(Dataset begins)
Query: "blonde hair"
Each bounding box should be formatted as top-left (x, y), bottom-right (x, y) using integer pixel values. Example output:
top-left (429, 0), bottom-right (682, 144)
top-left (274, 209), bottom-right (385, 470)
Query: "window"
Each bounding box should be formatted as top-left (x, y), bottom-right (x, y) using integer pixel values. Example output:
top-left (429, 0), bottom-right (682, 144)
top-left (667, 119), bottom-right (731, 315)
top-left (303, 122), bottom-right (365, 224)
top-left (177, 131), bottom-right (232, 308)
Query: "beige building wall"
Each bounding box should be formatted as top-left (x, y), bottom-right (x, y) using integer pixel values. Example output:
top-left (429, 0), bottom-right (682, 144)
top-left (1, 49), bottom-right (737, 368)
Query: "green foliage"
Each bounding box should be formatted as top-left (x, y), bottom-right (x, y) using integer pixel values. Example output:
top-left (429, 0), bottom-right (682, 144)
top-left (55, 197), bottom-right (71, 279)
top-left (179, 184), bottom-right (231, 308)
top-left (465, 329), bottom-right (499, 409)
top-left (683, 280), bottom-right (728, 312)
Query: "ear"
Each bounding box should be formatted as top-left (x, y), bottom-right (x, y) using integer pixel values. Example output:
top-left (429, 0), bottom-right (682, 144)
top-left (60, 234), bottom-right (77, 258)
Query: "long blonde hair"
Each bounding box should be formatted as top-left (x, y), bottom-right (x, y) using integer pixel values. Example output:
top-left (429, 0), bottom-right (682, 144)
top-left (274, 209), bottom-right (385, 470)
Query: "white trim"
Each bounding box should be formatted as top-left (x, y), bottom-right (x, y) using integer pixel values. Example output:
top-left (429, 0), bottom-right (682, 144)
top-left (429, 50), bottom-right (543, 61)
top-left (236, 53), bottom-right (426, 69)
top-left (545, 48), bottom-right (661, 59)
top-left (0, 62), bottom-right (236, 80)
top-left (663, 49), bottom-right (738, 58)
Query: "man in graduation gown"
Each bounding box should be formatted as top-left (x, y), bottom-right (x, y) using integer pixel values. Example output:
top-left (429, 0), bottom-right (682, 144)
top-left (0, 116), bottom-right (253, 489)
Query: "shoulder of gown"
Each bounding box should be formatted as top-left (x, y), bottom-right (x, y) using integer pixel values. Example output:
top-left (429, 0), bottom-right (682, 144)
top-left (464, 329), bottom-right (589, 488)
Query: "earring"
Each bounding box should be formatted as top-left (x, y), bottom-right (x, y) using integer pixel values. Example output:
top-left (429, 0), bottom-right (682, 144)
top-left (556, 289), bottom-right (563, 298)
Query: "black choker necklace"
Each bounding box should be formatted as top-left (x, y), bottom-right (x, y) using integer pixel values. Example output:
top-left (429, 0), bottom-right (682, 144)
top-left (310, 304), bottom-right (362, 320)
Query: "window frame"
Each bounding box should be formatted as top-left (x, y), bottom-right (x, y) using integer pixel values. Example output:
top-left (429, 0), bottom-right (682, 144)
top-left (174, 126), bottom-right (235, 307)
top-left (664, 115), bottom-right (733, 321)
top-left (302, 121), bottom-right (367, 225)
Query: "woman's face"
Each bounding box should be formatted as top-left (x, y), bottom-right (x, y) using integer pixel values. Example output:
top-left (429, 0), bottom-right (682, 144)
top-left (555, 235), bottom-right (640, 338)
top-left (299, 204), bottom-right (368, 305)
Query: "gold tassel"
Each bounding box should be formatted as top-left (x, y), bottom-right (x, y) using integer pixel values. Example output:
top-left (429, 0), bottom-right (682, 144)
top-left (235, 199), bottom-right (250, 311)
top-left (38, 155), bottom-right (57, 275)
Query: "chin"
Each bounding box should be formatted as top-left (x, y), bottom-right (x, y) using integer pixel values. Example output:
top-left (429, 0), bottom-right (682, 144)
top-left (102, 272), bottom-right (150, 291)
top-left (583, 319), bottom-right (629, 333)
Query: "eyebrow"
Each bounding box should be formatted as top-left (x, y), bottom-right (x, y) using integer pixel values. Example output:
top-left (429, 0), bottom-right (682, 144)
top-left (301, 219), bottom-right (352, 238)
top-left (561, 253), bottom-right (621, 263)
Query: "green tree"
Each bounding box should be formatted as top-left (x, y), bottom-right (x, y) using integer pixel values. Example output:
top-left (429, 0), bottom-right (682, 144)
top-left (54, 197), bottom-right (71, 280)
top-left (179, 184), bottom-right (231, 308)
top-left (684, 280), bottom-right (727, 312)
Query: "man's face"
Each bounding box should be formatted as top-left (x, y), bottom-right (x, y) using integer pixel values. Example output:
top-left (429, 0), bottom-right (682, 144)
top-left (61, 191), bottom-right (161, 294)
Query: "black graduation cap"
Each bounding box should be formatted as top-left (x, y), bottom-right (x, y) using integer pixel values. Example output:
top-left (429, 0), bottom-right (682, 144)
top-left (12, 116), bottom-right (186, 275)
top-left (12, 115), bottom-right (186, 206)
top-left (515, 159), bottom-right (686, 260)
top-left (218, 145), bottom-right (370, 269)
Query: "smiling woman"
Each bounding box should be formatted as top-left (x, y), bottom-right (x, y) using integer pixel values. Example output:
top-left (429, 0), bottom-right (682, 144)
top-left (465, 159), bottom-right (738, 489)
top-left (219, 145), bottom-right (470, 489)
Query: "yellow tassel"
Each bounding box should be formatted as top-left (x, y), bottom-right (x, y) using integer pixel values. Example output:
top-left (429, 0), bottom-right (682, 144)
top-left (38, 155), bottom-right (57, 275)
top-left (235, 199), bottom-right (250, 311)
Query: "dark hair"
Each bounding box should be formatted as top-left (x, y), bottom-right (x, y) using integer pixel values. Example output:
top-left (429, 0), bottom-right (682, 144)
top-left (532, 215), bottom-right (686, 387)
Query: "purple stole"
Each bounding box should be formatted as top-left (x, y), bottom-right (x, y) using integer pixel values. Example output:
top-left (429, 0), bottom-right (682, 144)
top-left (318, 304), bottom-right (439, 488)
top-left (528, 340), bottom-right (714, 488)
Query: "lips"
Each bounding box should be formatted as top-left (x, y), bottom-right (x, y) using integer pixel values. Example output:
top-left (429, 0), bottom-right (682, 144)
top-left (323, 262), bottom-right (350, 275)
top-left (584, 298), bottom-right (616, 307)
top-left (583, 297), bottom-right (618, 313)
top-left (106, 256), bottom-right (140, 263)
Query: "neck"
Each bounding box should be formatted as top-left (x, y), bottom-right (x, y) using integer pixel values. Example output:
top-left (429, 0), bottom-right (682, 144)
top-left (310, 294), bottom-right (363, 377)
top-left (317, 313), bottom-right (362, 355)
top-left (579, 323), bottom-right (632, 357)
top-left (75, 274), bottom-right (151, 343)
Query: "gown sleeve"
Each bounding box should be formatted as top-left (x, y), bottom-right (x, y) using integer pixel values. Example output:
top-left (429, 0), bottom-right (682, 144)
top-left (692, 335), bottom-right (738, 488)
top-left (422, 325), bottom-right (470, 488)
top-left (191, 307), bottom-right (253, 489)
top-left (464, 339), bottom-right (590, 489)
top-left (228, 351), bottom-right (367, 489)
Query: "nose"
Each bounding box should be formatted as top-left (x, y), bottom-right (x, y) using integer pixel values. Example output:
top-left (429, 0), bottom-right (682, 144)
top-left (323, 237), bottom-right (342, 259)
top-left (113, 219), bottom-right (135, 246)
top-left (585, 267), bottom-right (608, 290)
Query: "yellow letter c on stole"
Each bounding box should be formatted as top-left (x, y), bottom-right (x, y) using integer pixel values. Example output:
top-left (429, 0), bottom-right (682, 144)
(Dataset ends)
● **Work order**
Report every line of the records that contains the word "yellow".

● **Expected answer**
Query: "yellow tassel"
Query: "yellow letter c on stole"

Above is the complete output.